WHAT IS REQUIRED
Write out the records below again, swapping every occurrence of "vertical crack" for "lengthwise split" and keeping everything else the same. Leave out the pictures.

MATERIAL FOR THE TASK
---------------

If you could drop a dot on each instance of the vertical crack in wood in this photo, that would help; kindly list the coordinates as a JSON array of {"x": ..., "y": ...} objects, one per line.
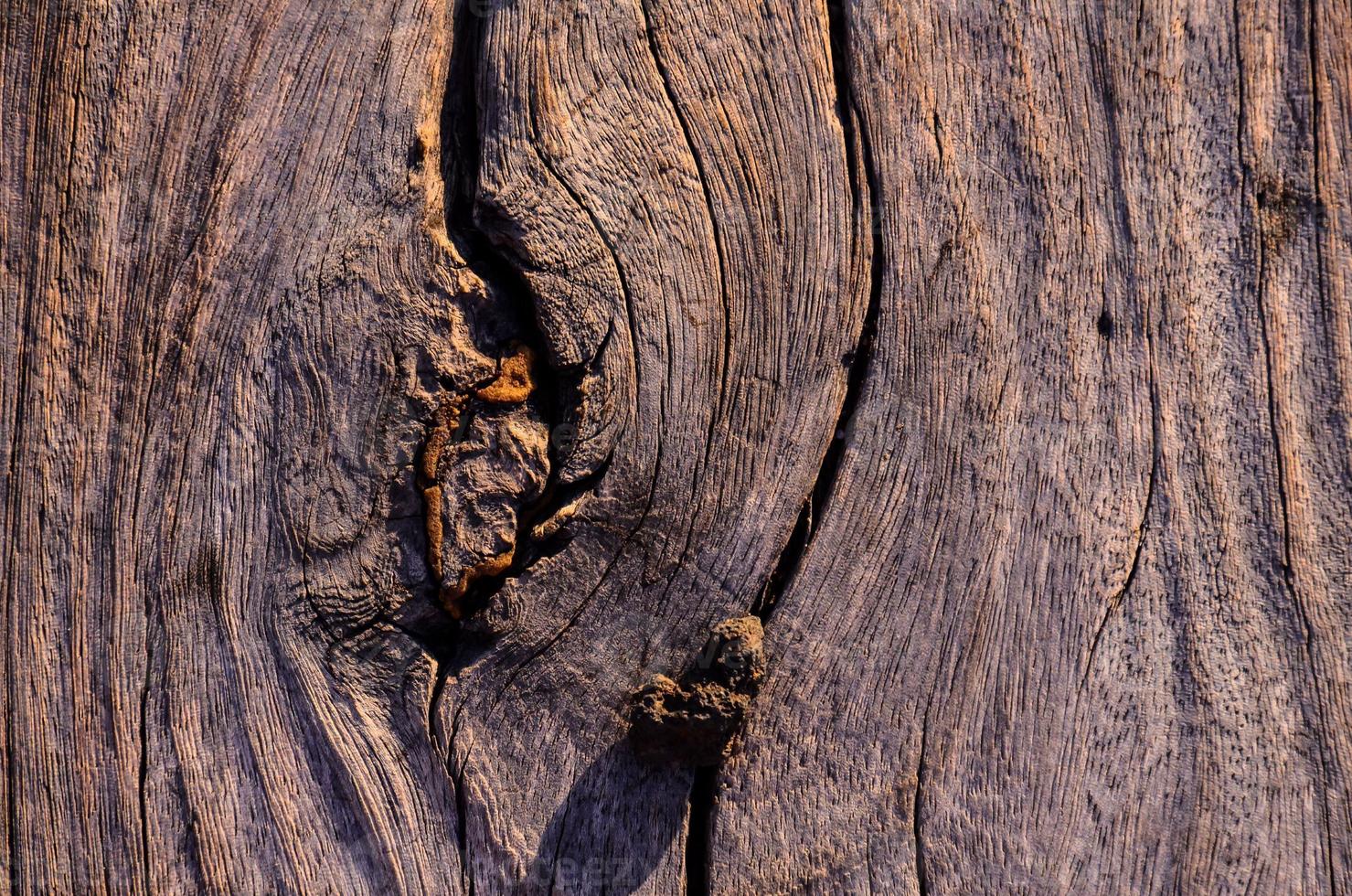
[
  {"x": 699, "y": 828},
  {"x": 917, "y": 841},
  {"x": 144, "y": 768},
  {"x": 664, "y": 76},
  {"x": 1126, "y": 235},
  {"x": 867, "y": 204},
  {"x": 1114, "y": 603},
  {"x": 1256, "y": 231}
]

---------------

COMPLETE OUTPUT
If you could drop a dot on each instance of the lengthwise split in wood in this photo, that would help; kindly list the coordinates as a JSON array of {"x": ..., "y": ...} objects, one per line.
[
  {"x": 699, "y": 828},
  {"x": 917, "y": 841},
  {"x": 144, "y": 768},
  {"x": 664, "y": 76},
  {"x": 1126, "y": 235},
  {"x": 867, "y": 204},
  {"x": 1114, "y": 603},
  {"x": 1256, "y": 231}
]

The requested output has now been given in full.